(Items from a data source)
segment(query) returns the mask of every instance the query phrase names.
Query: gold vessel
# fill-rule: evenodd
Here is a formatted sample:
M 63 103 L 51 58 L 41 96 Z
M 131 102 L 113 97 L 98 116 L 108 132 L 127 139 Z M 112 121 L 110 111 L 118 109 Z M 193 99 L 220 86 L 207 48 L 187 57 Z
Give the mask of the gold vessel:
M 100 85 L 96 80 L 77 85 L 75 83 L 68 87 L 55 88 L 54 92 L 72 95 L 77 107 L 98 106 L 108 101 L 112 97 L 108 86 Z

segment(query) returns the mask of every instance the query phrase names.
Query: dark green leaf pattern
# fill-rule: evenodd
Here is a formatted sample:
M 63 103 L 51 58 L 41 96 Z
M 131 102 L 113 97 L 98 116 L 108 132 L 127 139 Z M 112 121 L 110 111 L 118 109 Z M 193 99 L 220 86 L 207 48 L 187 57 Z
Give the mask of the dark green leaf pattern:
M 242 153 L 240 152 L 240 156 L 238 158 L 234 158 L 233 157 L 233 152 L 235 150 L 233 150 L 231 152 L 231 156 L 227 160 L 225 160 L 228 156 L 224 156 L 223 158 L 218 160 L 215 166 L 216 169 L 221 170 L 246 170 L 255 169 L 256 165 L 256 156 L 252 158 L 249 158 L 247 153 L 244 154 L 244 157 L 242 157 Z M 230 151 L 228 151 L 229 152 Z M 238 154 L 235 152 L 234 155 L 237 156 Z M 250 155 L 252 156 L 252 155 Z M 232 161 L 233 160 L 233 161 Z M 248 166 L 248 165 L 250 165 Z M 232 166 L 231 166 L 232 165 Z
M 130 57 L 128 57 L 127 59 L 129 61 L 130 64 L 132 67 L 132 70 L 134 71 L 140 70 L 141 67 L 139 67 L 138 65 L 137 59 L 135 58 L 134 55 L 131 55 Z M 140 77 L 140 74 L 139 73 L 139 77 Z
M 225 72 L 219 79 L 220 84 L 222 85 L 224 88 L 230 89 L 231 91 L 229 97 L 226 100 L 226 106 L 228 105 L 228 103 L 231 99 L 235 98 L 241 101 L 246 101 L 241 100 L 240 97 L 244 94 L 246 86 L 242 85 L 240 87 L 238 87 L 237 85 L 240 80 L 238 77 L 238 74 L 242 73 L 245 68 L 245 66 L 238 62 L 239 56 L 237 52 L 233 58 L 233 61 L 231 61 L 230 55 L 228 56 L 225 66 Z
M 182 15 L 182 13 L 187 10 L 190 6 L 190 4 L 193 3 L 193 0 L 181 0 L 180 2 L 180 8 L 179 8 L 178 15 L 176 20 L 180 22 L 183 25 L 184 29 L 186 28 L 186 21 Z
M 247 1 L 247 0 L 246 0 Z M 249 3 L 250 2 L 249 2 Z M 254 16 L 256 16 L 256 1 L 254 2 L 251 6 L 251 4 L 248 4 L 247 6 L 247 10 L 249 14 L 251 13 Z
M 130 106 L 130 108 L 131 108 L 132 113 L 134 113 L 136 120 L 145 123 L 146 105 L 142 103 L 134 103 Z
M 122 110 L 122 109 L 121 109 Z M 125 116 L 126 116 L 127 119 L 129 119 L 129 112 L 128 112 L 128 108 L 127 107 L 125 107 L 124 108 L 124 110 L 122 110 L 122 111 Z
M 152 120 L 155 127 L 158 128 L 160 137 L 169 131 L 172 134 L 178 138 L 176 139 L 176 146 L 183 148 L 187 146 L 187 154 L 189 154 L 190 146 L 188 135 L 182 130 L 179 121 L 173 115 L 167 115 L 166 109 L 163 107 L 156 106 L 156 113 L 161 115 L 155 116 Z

* [Exercise details]: Please render the lines above as a JSON list of strings, one string per line, leaving out blank lines.

* [Reply]:
[
  "segment(query) returns the mask of every instance the query phrase names.",
  "Query: gold vessel",
  "# fill-rule: evenodd",
  "Here is a formatted sample:",
  "M 63 103 L 51 58 L 41 96 Z",
  "M 131 102 L 113 97 L 98 116 L 108 132 L 127 139 Z M 112 121 L 110 111 L 118 109 Z M 193 99 L 220 86 L 207 48 L 187 57 Z",
  "Give the mask of the gold vessel:",
  "M 100 85 L 96 80 L 77 85 L 75 83 L 68 87 L 55 88 L 54 92 L 72 95 L 77 107 L 98 106 L 108 101 L 112 97 L 108 86 Z",
  "segment(query) returns the mask of every instance the query phrase names.",
  "Query: dark green leaf pattern",
  "# fill-rule: evenodd",
  "Here is a formatted sample:",
  "M 63 103 L 51 58 L 41 96 Z",
  "M 131 102 L 113 97 L 98 116 L 108 132 L 127 139 Z M 112 121 L 110 111 L 118 109 Z M 193 99 L 220 86 L 207 48 L 187 57 Z",
  "Give the mask of the dark green leaf pattern:",
  "M 242 153 L 240 152 L 240 156 L 238 158 L 234 158 L 233 157 L 233 152 L 235 150 L 233 150 L 231 152 L 231 156 L 227 160 L 225 160 L 228 156 L 224 156 L 223 158 L 218 160 L 215 166 L 216 169 L 221 170 L 246 170 L 255 169 L 256 165 L 256 156 L 252 158 L 249 158 L 247 153 L 244 154 L 244 157 L 242 157 Z M 230 151 L 228 151 L 229 152 Z M 238 154 L 235 152 L 234 155 L 237 156 Z M 250 155 L 252 156 L 252 155 Z M 232 161 L 233 160 L 233 161 Z M 248 166 L 248 165 L 250 165 Z M 232 166 L 231 166 L 232 165 Z",
  "M 130 57 L 128 57 L 127 59 L 129 61 L 130 64 L 132 67 L 132 70 L 134 71 L 140 70 L 141 67 L 139 67 L 138 65 L 137 59 L 135 58 L 134 55 L 131 55 Z M 140 77 L 140 74 L 139 73 L 139 77 Z",
  "M 225 72 L 219 79 L 220 84 L 222 85 L 224 88 L 230 89 L 231 91 L 229 97 L 226 100 L 226 106 L 228 105 L 228 103 L 231 99 L 235 98 L 241 101 L 246 101 L 241 100 L 240 97 L 244 94 L 246 86 L 242 85 L 240 87 L 238 87 L 237 85 L 240 80 L 238 77 L 238 74 L 242 73 L 245 68 L 245 66 L 238 62 L 239 56 L 237 52 L 233 58 L 233 61 L 231 61 L 230 55 L 228 56 L 225 66 Z",
  "M 182 15 L 182 13 L 187 10 L 190 6 L 190 4 L 193 3 L 193 0 L 181 0 L 180 2 L 180 8 L 179 8 L 178 15 L 176 20 L 180 22 L 183 25 L 184 29 L 186 28 L 186 21 Z",
  "M 247 1 L 247 0 L 246 0 Z M 249 3 L 250 2 L 249 2 Z M 254 16 L 256 16 L 256 1 L 254 2 L 251 6 L 251 4 L 248 4 L 247 6 L 247 10 L 249 14 L 251 13 Z",
  "M 130 106 L 130 108 L 131 108 L 132 113 L 134 113 L 136 120 L 145 123 L 146 105 L 142 103 L 134 103 Z",
  "M 122 110 L 122 109 L 121 109 Z M 125 116 L 126 116 L 127 119 L 129 119 L 129 112 L 128 112 L 128 108 L 127 107 L 125 107 L 124 108 L 124 110 L 122 110 L 122 111 Z",
  "M 152 120 L 155 127 L 158 128 L 160 137 L 169 131 L 172 134 L 178 138 L 176 139 L 176 146 L 183 148 L 187 146 L 187 154 L 189 154 L 190 146 L 188 135 L 182 130 L 179 121 L 173 115 L 167 115 L 166 109 L 163 107 L 156 106 L 156 113 L 161 115 L 155 116 Z"
]